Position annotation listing
- - -
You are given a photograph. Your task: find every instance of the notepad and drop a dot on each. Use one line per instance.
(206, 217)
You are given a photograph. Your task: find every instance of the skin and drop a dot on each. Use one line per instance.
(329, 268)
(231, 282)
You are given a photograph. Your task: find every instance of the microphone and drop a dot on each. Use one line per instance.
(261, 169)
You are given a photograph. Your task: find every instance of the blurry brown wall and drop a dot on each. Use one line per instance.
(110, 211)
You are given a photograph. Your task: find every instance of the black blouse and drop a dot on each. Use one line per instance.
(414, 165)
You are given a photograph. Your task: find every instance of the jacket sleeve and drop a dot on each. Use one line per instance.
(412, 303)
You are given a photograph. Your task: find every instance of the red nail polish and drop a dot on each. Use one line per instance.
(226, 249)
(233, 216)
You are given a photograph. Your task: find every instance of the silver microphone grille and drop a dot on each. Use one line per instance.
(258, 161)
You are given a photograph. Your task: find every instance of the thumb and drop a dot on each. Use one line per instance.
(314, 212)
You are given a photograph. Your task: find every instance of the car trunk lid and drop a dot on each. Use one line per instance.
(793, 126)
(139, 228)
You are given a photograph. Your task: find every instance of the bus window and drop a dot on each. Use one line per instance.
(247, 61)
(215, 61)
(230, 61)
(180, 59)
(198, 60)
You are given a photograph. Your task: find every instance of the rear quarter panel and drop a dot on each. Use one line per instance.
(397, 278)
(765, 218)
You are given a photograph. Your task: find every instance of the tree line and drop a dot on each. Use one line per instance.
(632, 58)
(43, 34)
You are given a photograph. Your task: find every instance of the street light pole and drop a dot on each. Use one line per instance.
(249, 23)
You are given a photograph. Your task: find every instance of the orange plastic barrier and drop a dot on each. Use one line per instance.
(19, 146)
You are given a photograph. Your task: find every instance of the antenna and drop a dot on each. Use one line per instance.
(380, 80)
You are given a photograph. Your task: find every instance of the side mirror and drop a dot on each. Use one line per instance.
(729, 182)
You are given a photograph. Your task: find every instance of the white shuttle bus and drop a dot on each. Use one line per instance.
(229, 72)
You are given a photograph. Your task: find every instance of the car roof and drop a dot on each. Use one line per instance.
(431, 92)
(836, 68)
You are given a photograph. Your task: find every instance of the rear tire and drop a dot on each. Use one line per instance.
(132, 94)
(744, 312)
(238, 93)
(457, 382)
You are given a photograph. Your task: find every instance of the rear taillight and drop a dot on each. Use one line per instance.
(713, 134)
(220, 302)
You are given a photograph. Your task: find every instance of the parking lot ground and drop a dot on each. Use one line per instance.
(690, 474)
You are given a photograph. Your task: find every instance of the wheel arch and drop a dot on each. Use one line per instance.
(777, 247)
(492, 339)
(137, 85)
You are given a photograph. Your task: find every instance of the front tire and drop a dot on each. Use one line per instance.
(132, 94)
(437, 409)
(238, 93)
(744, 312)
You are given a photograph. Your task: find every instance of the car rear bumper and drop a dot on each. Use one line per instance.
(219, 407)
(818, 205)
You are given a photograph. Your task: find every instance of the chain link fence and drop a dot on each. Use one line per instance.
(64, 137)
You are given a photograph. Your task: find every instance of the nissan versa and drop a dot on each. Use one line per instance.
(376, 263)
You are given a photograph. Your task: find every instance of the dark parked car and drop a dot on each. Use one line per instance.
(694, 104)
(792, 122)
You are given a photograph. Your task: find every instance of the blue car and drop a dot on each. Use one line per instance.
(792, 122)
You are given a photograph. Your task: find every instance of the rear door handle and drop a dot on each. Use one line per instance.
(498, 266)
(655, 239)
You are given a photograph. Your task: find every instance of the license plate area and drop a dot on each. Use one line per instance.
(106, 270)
- - -
# YOUR TASK:
Copy the part of the listing that starts at the line containing "of the front" and continues through the end of the listing, replacing "chain link fence" with "wire mesh fence" and changing nothing else.

# OUTPUT BELOW:
You are given a photograph. Your task: find every instance of the front tire and drop a dot on each. Use one line per instance.
(132, 94)
(437, 409)
(238, 93)
(744, 312)
You are given a photograph. Your task: find every instance of the car rear bumper and drop a dot on each. Use one line per instance.
(219, 407)
(818, 205)
You are given a photograph. Your task: find every instance of the wire mesh fence and drop a dot on each. Use one line per instance.
(64, 137)
You are given a photograph. Your task: find every instance of the nissan versa and drop a dot on each. Use one line per instance.
(376, 263)
You are given a photograph. Your task: find every instance of the dark parked car and drop a dot on each. Use one line per instance.
(694, 104)
(792, 122)
You are given a photograph. Your task: find every instance of the blue car and drop a dot on each. Use one line per instance.
(792, 122)
You are given a photograph. Your task: find every instance of the rear door handle and drop a dot on each. Use one line per instance.
(498, 266)
(655, 239)
You are given a photograph. Your task: find every instance of the license plate area and drop a dot on each. Use one line per instance.
(106, 270)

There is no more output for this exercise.